====== Source records ======

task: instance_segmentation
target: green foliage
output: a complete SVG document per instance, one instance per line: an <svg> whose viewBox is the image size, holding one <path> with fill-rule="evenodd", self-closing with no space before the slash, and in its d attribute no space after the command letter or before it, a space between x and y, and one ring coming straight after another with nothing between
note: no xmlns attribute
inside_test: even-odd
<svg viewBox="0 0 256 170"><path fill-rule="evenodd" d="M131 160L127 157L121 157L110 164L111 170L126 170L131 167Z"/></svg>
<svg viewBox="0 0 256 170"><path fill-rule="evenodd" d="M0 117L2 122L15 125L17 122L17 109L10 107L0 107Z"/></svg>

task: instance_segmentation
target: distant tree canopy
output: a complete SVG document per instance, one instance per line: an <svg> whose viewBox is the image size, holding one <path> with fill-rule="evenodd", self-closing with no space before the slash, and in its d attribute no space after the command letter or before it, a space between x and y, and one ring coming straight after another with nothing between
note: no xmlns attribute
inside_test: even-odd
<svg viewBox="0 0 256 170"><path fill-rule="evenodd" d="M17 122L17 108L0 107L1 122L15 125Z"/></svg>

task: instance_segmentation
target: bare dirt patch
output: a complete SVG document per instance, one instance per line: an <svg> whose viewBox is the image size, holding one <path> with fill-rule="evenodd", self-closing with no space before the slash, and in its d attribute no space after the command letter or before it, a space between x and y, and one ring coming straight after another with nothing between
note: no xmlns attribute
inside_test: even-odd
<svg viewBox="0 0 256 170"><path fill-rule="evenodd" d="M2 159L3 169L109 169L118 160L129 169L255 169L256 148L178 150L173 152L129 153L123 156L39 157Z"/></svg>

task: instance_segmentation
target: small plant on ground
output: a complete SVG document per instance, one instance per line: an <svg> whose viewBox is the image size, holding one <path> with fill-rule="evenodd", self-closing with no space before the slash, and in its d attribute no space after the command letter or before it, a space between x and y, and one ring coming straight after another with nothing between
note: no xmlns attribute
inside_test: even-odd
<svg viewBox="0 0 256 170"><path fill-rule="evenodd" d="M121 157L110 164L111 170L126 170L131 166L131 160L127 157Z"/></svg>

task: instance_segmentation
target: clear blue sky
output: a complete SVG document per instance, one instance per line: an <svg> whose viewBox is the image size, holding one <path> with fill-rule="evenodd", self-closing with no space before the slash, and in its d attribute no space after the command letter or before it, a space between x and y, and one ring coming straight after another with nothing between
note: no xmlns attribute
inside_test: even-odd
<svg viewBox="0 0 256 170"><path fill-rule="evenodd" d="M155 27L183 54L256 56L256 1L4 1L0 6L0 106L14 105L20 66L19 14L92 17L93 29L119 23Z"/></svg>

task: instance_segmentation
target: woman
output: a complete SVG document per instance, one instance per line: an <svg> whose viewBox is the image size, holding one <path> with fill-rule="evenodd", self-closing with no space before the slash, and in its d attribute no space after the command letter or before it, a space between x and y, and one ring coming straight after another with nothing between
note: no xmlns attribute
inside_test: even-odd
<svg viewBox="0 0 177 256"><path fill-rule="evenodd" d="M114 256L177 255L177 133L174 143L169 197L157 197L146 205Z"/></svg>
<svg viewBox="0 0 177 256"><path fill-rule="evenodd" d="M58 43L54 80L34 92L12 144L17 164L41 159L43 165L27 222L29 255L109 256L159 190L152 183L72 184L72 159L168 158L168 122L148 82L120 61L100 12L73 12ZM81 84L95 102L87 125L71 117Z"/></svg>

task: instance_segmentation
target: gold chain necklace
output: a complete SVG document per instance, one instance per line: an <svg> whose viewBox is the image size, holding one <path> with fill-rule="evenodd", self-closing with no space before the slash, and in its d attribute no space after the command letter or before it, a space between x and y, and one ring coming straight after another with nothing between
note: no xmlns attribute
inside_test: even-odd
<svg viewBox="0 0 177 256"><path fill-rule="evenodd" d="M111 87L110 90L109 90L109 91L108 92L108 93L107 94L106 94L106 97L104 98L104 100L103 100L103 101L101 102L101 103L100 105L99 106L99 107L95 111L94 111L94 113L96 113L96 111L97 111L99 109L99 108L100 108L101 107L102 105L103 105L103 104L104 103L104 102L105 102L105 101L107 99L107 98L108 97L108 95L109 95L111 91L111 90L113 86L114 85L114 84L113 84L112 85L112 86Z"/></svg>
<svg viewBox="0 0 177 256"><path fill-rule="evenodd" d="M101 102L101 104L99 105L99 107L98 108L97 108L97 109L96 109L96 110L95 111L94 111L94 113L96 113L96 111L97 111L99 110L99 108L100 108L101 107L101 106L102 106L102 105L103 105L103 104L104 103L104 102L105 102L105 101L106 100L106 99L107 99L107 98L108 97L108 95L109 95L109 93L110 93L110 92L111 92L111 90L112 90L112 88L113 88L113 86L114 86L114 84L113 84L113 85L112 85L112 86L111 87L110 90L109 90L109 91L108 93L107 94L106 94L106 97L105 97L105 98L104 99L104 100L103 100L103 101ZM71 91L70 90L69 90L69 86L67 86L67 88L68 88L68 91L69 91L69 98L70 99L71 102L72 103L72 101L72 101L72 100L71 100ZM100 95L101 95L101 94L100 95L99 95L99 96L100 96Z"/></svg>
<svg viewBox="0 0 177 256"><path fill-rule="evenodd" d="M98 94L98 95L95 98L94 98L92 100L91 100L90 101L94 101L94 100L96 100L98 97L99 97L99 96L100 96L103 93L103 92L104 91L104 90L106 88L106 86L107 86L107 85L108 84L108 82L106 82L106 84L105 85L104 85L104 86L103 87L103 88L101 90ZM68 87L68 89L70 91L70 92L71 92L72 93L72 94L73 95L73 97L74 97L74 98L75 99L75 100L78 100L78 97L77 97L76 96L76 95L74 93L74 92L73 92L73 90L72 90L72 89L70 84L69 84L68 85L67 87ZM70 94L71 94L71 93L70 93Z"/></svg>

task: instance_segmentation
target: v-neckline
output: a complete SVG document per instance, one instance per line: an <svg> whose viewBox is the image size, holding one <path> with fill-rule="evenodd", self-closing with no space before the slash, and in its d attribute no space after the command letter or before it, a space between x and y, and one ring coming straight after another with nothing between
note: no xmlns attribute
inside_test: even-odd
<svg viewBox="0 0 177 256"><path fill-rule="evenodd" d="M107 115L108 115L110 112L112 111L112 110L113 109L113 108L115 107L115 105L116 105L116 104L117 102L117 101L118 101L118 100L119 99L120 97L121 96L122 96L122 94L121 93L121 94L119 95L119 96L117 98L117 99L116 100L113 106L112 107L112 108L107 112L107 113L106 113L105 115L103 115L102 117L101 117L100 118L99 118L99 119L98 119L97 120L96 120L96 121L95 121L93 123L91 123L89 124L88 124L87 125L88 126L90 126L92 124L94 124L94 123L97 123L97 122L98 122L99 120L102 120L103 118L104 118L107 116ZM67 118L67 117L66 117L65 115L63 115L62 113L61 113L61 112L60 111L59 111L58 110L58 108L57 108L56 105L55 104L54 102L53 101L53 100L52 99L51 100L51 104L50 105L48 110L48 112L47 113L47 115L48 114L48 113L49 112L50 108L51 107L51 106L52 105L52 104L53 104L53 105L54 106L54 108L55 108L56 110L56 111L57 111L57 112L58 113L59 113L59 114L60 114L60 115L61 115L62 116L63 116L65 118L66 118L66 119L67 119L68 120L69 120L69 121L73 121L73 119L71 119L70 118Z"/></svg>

======

Instruction: Rewrite all of the lines above as a JSON list of strings, one string per line. Leave out the blank lines.

The response:
[
  "task: instance_segmentation",
  "target: green foliage",
  "output: a complete SVG document per instance, one instance per line: an <svg> whose viewBox is the image size, holding one <path> with fill-rule=\"evenodd\", self-closing with no space before the slash, and in its d attribute no space after the command letter or before it, a space between x and y, and one ring coming straight after another with nothing between",
  "note: no xmlns attribute",
  "inside_test: even-odd",
  "<svg viewBox=\"0 0 256 170\"><path fill-rule=\"evenodd\" d=\"M131 160L127 157L121 157L110 164L111 170L126 170L131 167Z\"/></svg>",
  "<svg viewBox=\"0 0 256 170\"><path fill-rule=\"evenodd\" d=\"M0 117L2 122L15 125L17 122L17 109L10 107L0 107Z\"/></svg>",
  "task: instance_segmentation",
  "target: distant tree canopy",
  "output: a complete SVG document per instance, one instance per line: an <svg> whose viewBox is the image size, holding one <path> with fill-rule=\"evenodd\", self-closing with no space before the slash, and in its d attribute no space after the command letter or before it, a space between x and y, and one ring coming straight after another with nothing between",
  "note: no xmlns attribute",
  "inside_test: even-odd",
  "<svg viewBox=\"0 0 256 170\"><path fill-rule=\"evenodd\" d=\"M17 122L17 108L0 107L1 122L15 125Z\"/></svg>",
  "task: instance_segmentation",
  "target: bare dirt patch",
  "output: a complete SVG document per instance, one instance per line: an <svg> whose viewBox is the image size, holding one <path> with fill-rule=\"evenodd\", self-closing with no space before the slash, and in its d attribute no space after the command letter or before it, a space between x and y, and one ring coming straight after another with nothing between",
  "note: no xmlns attribute",
  "inside_test: even-odd",
  "<svg viewBox=\"0 0 256 170\"><path fill-rule=\"evenodd\" d=\"M2 159L3 169L109 169L118 160L129 169L255 169L256 148L178 150L173 152L129 153L123 156L39 157Z\"/></svg>",
  "task: instance_segmentation",
  "target: small plant on ground",
  "output: a complete SVG document per instance, one instance per line: an <svg> whose viewBox is the image size, holding one <path> with fill-rule=\"evenodd\", self-closing with no space before the slash, and in its d attribute no space after the command letter or before it, a space between x and y, and one ring coming straight after another with nothing between",
  "note: no xmlns attribute",
  "inside_test: even-odd",
  "<svg viewBox=\"0 0 256 170\"><path fill-rule=\"evenodd\" d=\"M121 157L110 164L111 170L126 170L131 166L131 160L127 157Z\"/></svg>",
  "task: instance_segmentation",
  "target: clear blue sky",
  "output: a complete SVG document per instance, one instance per line: an <svg> whose viewBox is the image size, holding one <path> with fill-rule=\"evenodd\", self-closing with no space before the slash, and in its d attribute no space after the command letter or before it, a space between x and y, and one ring coming straight after another with nothing between",
  "note: no xmlns attribute",
  "inside_test: even-odd",
  "<svg viewBox=\"0 0 256 170\"><path fill-rule=\"evenodd\" d=\"M155 27L183 54L256 56L256 1L4 1L0 6L0 106L14 105L20 66L19 14L92 17L93 29L119 23Z\"/></svg>",
  "task: instance_segmentation",
  "target: woman",
  "output: a complete SVG document per instance, one instance per line: an <svg> whose viewBox is the image size, holding one <path> with fill-rule=\"evenodd\", self-closing with no space before the slash, and in its d attribute no space after the command letter or before it, a space between x and y, and one ring coming straight after another with nothing between",
  "note: no xmlns attribute",
  "inside_test: even-odd",
  "<svg viewBox=\"0 0 177 256\"><path fill-rule=\"evenodd\" d=\"M114 256L177 255L177 133L174 143L169 197L157 197L146 205Z\"/></svg>",
  "<svg viewBox=\"0 0 177 256\"><path fill-rule=\"evenodd\" d=\"M58 43L54 80L34 92L12 144L17 164L41 159L43 165L27 222L29 255L109 256L159 190L152 183L72 184L72 159L168 158L168 122L148 82L120 61L100 12L73 12ZM81 84L95 102L87 125L71 117Z\"/></svg>",
  "task: instance_segmentation",
  "target: gold chain necklace",
  "output: a complete SVG document per instance, one instance per line: an <svg> whose viewBox is the image size, holding one <path> with fill-rule=\"evenodd\", self-closing with no space before the slash, and in its d attribute no space after the command letter or before it, a space between x and y, and one ring coming straight after another with nothing between",
  "note: no xmlns attribute",
  "inside_test: even-odd",
  "<svg viewBox=\"0 0 177 256\"><path fill-rule=\"evenodd\" d=\"M111 87L110 90L109 90L109 91L108 92L108 93L107 94L106 94L106 97L104 98L104 100L103 100L103 101L101 102L101 103L100 105L99 106L99 107L95 111L94 111L94 113L96 113L96 111L97 111L99 109L99 108L100 108L101 107L102 105L103 105L103 104L104 103L104 102L105 102L105 101L107 99L107 98L108 97L108 95L109 95L111 91L111 90L113 86L114 85L114 84L113 84L112 85L112 86Z\"/></svg>",
  "<svg viewBox=\"0 0 177 256\"><path fill-rule=\"evenodd\" d=\"M101 102L101 104L99 105L99 107L98 108L97 108L97 109L96 109L96 110L95 111L94 111L94 113L96 113L96 111L97 111L99 110L99 108L100 108L101 107L101 106L102 106L102 105L103 105L103 104L104 103L104 102L105 102L105 101L106 100L106 99L107 99L107 98L108 97L108 95L109 95L109 93L110 93L110 92L111 92L111 90L112 90L112 88L113 88L113 86L114 86L114 84L113 84L113 85L112 85L112 86L111 87L110 90L109 90L109 91L108 93L107 94L106 94L106 97L105 97L105 98L104 99L104 100L103 100L103 101ZM71 91L70 90L69 90L69 86L67 86L67 88L68 88L68 91L69 91L69 98L70 99L71 102L72 103L72 101L72 101L72 100L71 100ZM100 95L101 95L101 94L100 95L99 95L99 96L100 96Z\"/></svg>",
  "<svg viewBox=\"0 0 177 256\"><path fill-rule=\"evenodd\" d=\"M98 94L98 95L95 98L94 98L92 100L91 100L90 101L94 101L94 100L96 100L98 97L99 97L99 96L100 96L103 93L103 92L104 91L104 90L106 88L106 86L107 86L107 85L108 84L108 82L106 82L106 84L105 85L104 85L104 86L103 87L103 88L101 90ZM68 87L68 89L70 91L70 92L71 92L72 93L72 94L73 95L73 97L74 97L74 98L75 99L75 100L78 100L78 97L77 97L76 96L76 95L74 93L74 92L73 92L73 90L72 90L72 89L70 84L69 84L68 85L67 87ZM70 94L71 94L71 93L70 93Z\"/></svg>",
  "task: instance_segmentation",
  "target: v-neckline",
  "output: a complete SVG document per instance, one instance per line: an <svg> whose viewBox is the image size, holding one <path> with fill-rule=\"evenodd\", self-closing with no space before the slash, and in its d attribute no space after the command letter or before it, a space between x and y, and one ring coming straight after another with nothing between",
  "note: no xmlns attribute",
  "inside_test: even-odd",
  "<svg viewBox=\"0 0 177 256\"><path fill-rule=\"evenodd\" d=\"M107 115L108 115L110 112L112 111L112 110L113 109L113 108L115 107L115 105L116 105L116 104L117 102L117 101L118 101L118 100L119 99L120 97L121 96L122 96L122 94L121 93L121 94L119 95L119 96L117 98L117 99L116 100L113 106L112 107L112 108L107 112L107 113L106 113L105 115L103 115L102 117L101 117L100 118L99 118L99 119L98 119L97 120L96 120L96 121L95 121L93 123L91 123L89 124L88 124L87 125L88 126L90 126L92 124L94 124L94 123L97 123L97 122L98 122L99 120L102 120L103 118L104 118L107 116ZM67 118L67 117L66 117L65 115L63 115L62 113L61 113L61 112L60 111L59 111L58 110L58 108L57 108L56 105L55 104L54 102L53 101L53 100L52 99L51 100L51 104L50 105L48 110L48 112L47 113L47 115L48 114L48 113L49 112L50 108L51 107L51 106L52 105L52 104L53 104L53 105L54 106L54 108L55 108L56 110L56 111L57 111L57 112L58 113L59 113L59 114L60 114L60 115L61 115L62 116L63 116L65 118L66 118L66 119L67 119L68 120L69 120L69 121L73 121L73 119L71 119L70 118Z\"/></svg>"
]